### DIRECTIONS:
Count the lines in the listing below that contain the string "sunglasses". Reply with only the number.
____
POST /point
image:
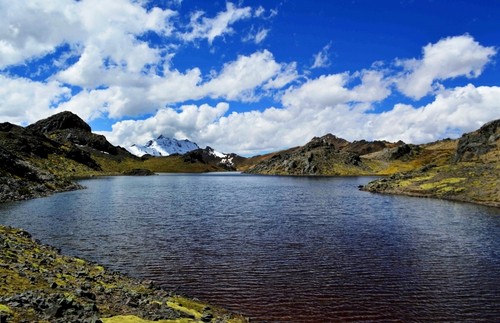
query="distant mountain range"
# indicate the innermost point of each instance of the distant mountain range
(163, 146)
(44, 157)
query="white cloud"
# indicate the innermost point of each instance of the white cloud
(36, 28)
(238, 80)
(448, 58)
(25, 101)
(261, 35)
(453, 112)
(331, 90)
(322, 58)
(210, 28)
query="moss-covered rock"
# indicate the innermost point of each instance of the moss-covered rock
(40, 284)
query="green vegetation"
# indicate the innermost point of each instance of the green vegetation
(39, 284)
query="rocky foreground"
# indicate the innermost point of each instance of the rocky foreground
(41, 285)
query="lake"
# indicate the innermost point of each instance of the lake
(281, 249)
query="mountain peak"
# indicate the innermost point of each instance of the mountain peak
(60, 121)
(163, 146)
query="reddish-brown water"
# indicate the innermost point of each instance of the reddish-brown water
(283, 249)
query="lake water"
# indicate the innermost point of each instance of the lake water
(283, 249)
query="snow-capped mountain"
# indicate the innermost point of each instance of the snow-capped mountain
(163, 146)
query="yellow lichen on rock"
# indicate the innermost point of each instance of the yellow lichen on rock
(135, 319)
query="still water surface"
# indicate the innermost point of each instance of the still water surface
(283, 248)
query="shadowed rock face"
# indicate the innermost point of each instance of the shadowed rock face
(327, 155)
(475, 144)
(471, 174)
(60, 121)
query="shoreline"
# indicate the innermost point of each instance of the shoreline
(42, 284)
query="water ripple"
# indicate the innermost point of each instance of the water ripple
(283, 249)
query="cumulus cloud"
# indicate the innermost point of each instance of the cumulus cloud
(201, 27)
(331, 90)
(25, 101)
(322, 58)
(240, 79)
(453, 112)
(35, 28)
(108, 69)
(448, 58)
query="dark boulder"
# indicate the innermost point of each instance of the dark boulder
(60, 121)
(473, 145)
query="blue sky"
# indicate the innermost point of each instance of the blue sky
(253, 76)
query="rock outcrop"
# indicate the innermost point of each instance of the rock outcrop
(327, 155)
(41, 285)
(470, 173)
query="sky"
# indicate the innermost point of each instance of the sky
(253, 76)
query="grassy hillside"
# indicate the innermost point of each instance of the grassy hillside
(470, 174)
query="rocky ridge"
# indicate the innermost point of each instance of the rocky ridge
(45, 157)
(469, 174)
(326, 156)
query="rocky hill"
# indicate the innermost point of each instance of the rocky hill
(330, 155)
(45, 157)
(470, 173)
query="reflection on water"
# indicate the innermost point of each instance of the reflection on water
(283, 248)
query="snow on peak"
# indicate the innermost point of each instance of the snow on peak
(163, 146)
(227, 159)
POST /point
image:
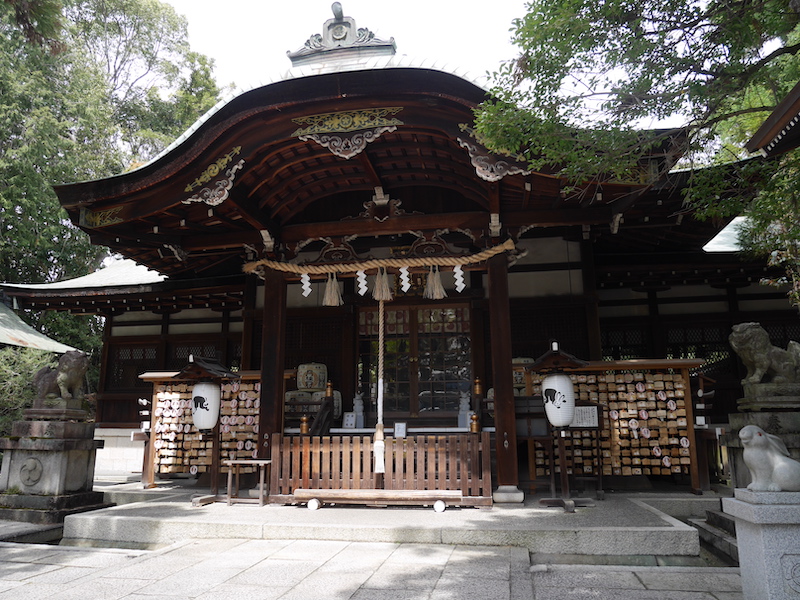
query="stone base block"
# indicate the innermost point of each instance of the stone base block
(508, 494)
(786, 425)
(768, 535)
(31, 508)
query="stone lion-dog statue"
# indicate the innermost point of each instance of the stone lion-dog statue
(763, 360)
(767, 457)
(65, 381)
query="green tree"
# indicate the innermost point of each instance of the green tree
(158, 85)
(40, 21)
(123, 84)
(17, 368)
(595, 80)
(55, 126)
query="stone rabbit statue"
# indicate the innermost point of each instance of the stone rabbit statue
(768, 459)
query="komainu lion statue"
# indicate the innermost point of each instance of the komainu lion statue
(771, 467)
(763, 360)
(64, 382)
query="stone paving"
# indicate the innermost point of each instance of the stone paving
(337, 570)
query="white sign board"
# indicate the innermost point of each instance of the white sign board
(585, 418)
(349, 421)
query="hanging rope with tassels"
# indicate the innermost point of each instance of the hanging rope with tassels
(434, 290)
(333, 296)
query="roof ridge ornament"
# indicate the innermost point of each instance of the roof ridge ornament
(341, 40)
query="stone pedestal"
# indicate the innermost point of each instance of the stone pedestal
(48, 466)
(770, 396)
(768, 536)
(508, 494)
(784, 424)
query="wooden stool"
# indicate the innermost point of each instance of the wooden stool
(234, 466)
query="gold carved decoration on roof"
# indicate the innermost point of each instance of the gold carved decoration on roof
(212, 170)
(488, 167)
(349, 120)
(218, 193)
(100, 218)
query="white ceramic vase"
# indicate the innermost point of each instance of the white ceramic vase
(205, 405)
(559, 399)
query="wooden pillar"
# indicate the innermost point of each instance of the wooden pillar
(248, 315)
(590, 296)
(270, 418)
(502, 377)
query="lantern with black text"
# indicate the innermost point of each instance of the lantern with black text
(559, 399)
(205, 405)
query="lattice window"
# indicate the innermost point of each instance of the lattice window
(126, 363)
(317, 339)
(427, 357)
(534, 325)
(706, 341)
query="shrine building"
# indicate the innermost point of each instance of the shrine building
(266, 228)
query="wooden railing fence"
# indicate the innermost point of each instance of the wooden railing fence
(443, 462)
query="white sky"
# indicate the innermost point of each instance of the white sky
(249, 39)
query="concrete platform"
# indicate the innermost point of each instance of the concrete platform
(222, 569)
(623, 525)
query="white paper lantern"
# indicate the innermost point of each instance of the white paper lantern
(559, 399)
(205, 405)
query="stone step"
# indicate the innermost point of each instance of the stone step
(721, 520)
(45, 517)
(717, 540)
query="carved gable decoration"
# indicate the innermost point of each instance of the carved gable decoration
(341, 39)
(220, 177)
(346, 134)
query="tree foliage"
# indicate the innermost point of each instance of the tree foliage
(17, 368)
(597, 85)
(88, 89)
(592, 75)
(40, 21)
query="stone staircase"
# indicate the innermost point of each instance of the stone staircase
(718, 534)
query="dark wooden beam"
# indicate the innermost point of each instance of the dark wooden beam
(270, 417)
(502, 374)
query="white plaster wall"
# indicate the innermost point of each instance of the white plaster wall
(180, 328)
(549, 250)
(543, 284)
(136, 330)
(137, 315)
(120, 455)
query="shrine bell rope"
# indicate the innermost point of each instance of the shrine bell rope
(378, 263)
(382, 294)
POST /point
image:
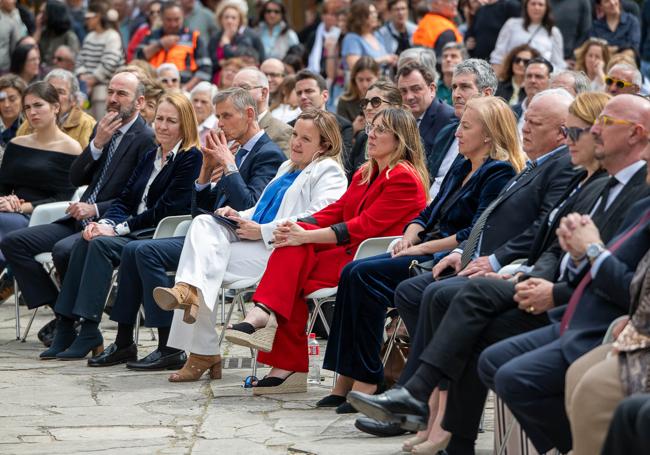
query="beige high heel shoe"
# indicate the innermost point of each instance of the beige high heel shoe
(195, 366)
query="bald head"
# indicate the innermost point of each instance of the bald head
(621, 134)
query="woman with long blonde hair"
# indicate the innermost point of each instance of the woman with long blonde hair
(385, 194)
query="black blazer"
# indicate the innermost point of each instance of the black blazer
(608, 296)
(455, 209)
(240, 190)
(135, 144)
(169, 193)
(437, 116)
(511, 227)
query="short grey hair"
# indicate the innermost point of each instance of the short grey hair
(66, 76)
(482, 71)
(637, 79)
(239, 97)
(422, 55)
(205, 87)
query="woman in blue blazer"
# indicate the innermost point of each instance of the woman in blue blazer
(160, 186)
(488, 140)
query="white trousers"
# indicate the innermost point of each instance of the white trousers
(211, 255)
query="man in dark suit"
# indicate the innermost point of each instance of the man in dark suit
(418, 87)
(311, 89)
(124, 133)
(498, 237)
(225, 179)
(528, 371)
(453, 329)
(471, 78)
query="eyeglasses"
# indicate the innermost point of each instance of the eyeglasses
(619, 83)
(375, 102)
(607, 120)
(520, 60)
(573, 132)
(379, 129)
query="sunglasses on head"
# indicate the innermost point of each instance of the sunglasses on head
(375, 102)
(619, 83)
(573, 132)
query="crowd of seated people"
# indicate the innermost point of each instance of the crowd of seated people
(504, 142)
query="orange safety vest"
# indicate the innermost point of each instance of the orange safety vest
(181, 55)
(431, 27)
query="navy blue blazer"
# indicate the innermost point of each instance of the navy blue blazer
(240, 190)
(466, 204)
(437, 116)
(608, 296)
(169, 193)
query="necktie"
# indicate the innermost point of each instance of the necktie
(112, 146)
(477, 229)
(586, 280)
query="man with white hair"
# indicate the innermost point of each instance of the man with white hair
(256, 83)
(201, 97)
(623, 78)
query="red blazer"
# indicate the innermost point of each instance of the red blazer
(379, 209)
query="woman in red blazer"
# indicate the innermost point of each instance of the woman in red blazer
(385, 194)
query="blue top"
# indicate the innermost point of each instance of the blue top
(626, 35)
(354, 44)
(269, 204)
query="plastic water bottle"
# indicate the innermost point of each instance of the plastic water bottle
(313, 348)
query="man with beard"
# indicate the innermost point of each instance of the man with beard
(119, 141)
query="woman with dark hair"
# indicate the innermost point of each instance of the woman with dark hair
(54, 29)
(535, 28)
(364, 73)
(101, 54)
(274, 31)
(361, 39)
(511, 77)
(26, 62)
(35, 168)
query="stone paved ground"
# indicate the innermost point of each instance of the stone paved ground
(59, 407)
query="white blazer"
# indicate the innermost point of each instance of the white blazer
(316, 187)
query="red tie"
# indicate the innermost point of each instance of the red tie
(577, 294)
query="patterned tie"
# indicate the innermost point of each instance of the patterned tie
(477, 229)
(586, 280)
(112, 146)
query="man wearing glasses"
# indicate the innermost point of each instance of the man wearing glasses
(623, 78)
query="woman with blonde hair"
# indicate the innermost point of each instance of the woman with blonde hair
(592, 58)
(311, 179)
(388, 191)
(160, 186)
(489, 143)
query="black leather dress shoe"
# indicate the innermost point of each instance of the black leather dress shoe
(393, 406)
(159, 361)
(113, 355)
(377, 428)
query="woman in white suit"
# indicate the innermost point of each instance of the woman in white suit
(213, 252)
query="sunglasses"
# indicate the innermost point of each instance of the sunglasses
(573, 132)
(375, 102)
(619, 83)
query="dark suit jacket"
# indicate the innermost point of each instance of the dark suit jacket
(440, 146)
(169, 193)
(437, 116)
(240, 190)
(456, 208)
(511, 227)
(135, 144)
(608, 296)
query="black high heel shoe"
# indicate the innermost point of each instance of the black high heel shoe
(64, 336)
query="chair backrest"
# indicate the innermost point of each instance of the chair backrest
(46, 213)
(374, 246)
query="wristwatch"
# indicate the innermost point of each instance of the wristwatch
(594, 250)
____
### REPLY TO THE EXERCISE:
4